== Data to examine ==

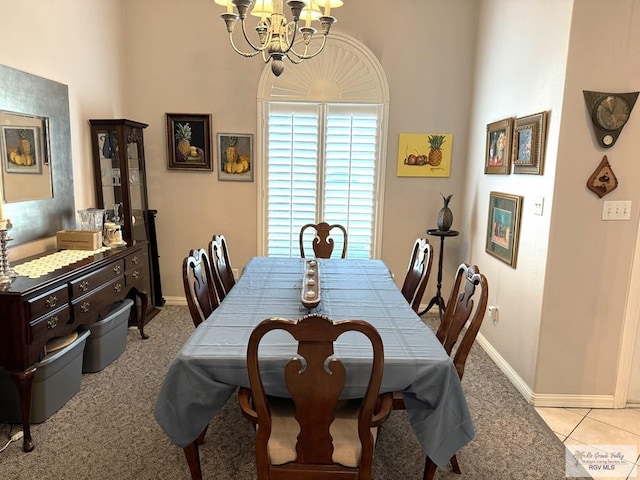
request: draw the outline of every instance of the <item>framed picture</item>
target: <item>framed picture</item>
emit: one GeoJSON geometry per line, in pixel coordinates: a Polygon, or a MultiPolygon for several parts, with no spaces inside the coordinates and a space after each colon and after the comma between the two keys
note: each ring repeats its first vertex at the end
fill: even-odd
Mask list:
{"type": "Polygon", "coordinates": [[[513,134],[513,173],[542,175],[548,112],[516,118],[513,134]]]}
{"type": "Polygon", "coordinates": [[[211,115],[167,113],[169,170],[213,170],[211,115]]]}
{"type": "Polygon", "coordinates": [[[398,141],[399,177],[451,176],[450,133],[401,133],[398,141]]]}
{"type": "Polygon", "coordinates": [[[42,126],[2,125],[2,160],[6,173],[42,173],[49,164],[42,126]]]}
{"type": "Polygon", "coordinates": [[[218,133],[218,180],[253,181],[253,135],[218,133]]]}
{"type": "Polygon", "coordinates": [[[485,251],[516,268],[522,197],[508,193],[489,194],[489,218],[485,251]]]}
{"type": "Polygon", "coordinates": [[[487,125],[484,173],[508,175],[511,172],[512,137],[513,118],[505,118],[487,125]]]}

===

● Description of the task
Copy down every line of the entries containing the word "framed".

● Exercise output
request: draw the outline of every instance of the <item>framed picture</item>
target: <item>framed picture</item>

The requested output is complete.